Work instructions: Would you count how many lines of the entries below include the word "windshield"? Give nothing but the number.

Data items:
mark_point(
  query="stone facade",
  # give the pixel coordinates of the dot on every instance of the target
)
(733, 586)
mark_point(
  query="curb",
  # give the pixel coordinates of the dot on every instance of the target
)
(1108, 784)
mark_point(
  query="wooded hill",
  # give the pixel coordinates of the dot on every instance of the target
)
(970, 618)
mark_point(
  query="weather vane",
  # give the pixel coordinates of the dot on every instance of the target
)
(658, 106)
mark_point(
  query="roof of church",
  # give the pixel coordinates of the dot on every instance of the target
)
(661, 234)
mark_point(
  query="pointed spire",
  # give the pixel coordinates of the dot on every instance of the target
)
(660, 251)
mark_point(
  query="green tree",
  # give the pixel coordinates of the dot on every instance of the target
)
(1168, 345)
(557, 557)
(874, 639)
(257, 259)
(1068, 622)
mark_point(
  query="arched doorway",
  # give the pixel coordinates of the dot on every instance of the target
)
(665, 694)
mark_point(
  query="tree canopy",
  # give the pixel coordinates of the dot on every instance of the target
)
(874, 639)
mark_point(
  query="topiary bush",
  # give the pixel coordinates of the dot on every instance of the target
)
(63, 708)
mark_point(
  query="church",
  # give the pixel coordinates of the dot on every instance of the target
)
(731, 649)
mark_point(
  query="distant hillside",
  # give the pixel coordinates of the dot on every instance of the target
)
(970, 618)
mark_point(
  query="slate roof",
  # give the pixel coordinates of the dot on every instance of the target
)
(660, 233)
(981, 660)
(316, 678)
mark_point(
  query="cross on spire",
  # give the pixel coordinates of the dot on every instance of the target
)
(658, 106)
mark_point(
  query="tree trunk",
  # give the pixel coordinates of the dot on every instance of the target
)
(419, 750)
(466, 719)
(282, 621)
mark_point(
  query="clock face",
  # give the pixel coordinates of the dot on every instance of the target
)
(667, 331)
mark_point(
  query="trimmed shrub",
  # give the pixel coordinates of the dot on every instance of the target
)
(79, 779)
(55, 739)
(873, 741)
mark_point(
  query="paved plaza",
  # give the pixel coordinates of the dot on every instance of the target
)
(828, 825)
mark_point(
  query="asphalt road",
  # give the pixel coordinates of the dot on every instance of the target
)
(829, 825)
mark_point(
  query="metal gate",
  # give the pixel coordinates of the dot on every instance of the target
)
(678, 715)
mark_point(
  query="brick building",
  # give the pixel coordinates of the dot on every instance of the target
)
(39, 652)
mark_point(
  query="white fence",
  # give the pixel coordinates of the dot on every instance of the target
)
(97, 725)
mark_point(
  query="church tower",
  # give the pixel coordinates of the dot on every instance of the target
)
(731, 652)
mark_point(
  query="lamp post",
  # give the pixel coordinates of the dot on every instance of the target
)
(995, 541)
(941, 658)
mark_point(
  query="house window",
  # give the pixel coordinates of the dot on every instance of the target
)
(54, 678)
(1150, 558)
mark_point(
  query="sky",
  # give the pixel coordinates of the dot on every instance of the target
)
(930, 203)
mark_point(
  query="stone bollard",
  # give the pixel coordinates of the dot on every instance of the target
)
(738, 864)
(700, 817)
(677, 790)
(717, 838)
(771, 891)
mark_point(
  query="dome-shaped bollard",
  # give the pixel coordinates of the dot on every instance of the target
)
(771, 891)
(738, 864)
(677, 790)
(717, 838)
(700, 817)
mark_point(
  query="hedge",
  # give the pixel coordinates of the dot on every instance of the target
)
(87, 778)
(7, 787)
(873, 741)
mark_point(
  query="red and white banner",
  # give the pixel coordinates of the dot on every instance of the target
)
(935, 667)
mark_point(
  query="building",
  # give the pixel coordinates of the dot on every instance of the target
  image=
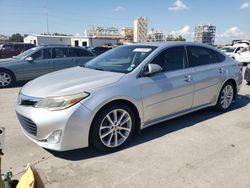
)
(205, 34)
(127, 34)
(155, 36)
(140, 29)
(82, 41)
(104, 32)
(3, 38)
(47, 39)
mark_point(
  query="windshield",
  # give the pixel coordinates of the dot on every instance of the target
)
(123, 59)
(228, 49)
(26, 53)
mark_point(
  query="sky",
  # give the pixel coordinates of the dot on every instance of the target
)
(177, 17)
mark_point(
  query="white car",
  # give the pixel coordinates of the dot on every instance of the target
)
(229, 50)
(243, 56)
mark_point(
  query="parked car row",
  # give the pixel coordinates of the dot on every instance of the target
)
(40, 60)
(124, 90)
(8, 50)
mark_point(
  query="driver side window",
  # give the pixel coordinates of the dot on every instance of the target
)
(37, 55)
(171, 59)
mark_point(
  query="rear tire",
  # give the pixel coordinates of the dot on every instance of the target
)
(7, 79)
(226, 97)
(112, 128)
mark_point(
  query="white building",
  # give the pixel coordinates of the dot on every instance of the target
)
(155, 36)
(47, 40)
(140, 29)
(127, 34)
(71, 40)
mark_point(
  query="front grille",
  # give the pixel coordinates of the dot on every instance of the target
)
(27, 124)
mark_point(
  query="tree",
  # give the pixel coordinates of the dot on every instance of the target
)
(180, 38)
(170, 38)
(16, 38)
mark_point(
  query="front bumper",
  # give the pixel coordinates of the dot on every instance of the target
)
(74, 124)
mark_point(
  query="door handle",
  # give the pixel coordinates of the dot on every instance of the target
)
(221, 70)
(188, 78)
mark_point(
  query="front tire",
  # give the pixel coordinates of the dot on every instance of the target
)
(112, 127)
(7, 79)
(226, 97)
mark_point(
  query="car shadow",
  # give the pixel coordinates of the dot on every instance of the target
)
(156, 131)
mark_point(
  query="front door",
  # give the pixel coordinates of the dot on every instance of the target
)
(171, 91)
(209, 74)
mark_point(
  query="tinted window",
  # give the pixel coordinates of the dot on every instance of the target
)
(60, 53)
(19, 47)
(171, 59)
(37, 55)
(83, 53)
(201, 56)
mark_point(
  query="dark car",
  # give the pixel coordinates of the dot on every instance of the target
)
(8, 50)
(41, 60)
(100, 49)
(247, 74)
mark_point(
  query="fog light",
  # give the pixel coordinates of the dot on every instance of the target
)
(55, 137)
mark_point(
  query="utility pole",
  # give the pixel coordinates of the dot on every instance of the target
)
(47, 17)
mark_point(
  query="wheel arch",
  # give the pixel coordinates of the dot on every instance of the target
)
(125, 102)
(234, 83)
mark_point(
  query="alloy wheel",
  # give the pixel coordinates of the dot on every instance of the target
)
(115, 128)
(5, 79)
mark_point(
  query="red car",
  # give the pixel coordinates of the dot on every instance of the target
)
(8, 50)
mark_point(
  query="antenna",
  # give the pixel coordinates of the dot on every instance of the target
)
(47, 17)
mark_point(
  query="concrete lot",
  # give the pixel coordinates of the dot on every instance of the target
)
(202, 149)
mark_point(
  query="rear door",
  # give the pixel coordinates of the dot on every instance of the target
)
(171, 91)
(210, 71)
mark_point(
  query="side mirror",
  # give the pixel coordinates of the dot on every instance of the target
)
(29, 59)
(151, 69)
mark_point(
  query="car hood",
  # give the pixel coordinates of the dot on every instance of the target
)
(69, 81)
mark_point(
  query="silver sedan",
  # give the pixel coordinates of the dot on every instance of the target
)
(123, 90)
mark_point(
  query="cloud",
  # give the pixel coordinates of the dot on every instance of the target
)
(245, 5)
(230, 34)
(184, 32)
(233, 32)
(119, 8)
(178, 5)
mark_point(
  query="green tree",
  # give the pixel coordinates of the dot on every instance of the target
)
(180, 38)
(16, 38)
(170, 37)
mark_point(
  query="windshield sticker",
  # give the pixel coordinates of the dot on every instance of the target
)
(142, 50)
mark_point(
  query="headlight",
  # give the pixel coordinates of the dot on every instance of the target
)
(62, 102)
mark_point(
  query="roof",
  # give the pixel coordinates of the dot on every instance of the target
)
(171, 43)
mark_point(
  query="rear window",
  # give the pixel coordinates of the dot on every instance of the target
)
(203, 56)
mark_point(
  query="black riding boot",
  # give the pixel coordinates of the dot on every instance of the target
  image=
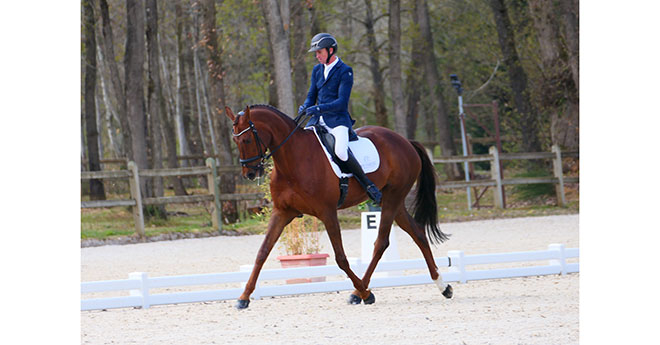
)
(354, 167)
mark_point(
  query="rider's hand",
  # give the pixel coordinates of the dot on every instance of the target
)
(314, 110)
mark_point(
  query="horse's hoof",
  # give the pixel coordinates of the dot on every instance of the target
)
(352, 299)
(242, 304)
(371, 299)
(449, 291)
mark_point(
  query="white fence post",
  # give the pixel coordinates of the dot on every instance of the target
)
(134, 183)
(561, 257)
(496, 175)
(557, 170)
(144, 288)
(457, 264)
(256, 294)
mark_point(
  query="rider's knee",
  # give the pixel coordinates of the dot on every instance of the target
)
(343, 155)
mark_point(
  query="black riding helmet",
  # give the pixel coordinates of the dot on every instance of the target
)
(324, 40)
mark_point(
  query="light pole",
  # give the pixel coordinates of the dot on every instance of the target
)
(461, 115)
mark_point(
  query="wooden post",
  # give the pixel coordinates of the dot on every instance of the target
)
(214, 189)
(559, 174)
(134, 183)
(498, 192)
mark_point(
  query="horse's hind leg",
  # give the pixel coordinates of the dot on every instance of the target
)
(408, 224)
(380, 245)
(278, 220)
(334, 233)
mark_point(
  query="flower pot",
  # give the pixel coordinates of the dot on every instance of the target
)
(303, 260)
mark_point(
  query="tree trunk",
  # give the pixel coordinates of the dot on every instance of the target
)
(183, 102)
(300, 44)
(394, 34)
(433, 82)
(217, 104)
(156, 113)
(110, 113)
(529, 123)
(169, 135)
(217, 100)
(134, 69)
(96, 190)
(269, 74)
(115, 79)
(570, 13)
(378, 92)
(280, 43)
(559, 91)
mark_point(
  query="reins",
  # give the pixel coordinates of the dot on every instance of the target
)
(264, 157)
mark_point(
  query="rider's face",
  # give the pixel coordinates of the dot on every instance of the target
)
(322, 55)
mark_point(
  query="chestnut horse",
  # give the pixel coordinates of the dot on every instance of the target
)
(302, 182)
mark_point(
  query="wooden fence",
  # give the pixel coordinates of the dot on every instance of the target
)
(496, 180)
(133, 175)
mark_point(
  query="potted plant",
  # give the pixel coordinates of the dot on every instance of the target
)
(300, 240)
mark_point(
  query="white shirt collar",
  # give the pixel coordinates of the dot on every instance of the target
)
(327, 68)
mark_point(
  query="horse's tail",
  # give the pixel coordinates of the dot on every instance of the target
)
(425, 209)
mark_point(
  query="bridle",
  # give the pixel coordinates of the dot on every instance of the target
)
(261, 147)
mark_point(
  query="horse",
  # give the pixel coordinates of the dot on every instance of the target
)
(303, 182)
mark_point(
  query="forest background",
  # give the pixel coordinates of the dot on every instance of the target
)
(156, 76)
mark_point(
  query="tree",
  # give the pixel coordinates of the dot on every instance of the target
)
(394, 33)
(115, 79)
(559, 94)
(154, 96)
(281, 60)
(517, 78)
(96, 189)
(217, 104)
(378, 91)
(433, 83)
(300, 47)
(133, 67)
(182, 100)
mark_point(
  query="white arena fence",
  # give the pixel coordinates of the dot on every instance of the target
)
(139, 284)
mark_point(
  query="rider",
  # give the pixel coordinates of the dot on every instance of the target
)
(327, 102)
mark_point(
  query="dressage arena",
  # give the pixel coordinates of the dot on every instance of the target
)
(529, 310)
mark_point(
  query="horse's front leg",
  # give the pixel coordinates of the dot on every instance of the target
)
(278, 220)
(382, 242)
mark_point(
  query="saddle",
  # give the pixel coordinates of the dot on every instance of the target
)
(328, 141)
(365, 153)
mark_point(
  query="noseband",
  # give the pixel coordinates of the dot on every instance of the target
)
(260, 144)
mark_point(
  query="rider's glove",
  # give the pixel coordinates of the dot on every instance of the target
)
(314, 110)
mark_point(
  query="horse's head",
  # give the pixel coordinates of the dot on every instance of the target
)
(252, 145)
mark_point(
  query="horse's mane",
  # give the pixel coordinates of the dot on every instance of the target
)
(284, 116)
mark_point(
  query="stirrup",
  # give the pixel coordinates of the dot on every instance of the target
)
(374, 194)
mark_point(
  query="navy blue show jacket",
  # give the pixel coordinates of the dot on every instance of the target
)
(331, 95)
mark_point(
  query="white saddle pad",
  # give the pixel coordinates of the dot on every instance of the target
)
(364, 151)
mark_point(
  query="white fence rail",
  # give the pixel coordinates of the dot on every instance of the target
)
(138, 284)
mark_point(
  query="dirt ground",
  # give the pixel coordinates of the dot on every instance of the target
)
(531, 310)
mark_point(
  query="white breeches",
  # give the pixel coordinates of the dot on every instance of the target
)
(341, 139)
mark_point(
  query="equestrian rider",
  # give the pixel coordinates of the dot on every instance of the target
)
(327, 103)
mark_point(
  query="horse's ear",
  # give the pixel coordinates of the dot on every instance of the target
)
(230, 114)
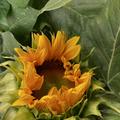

Exercise solution: 2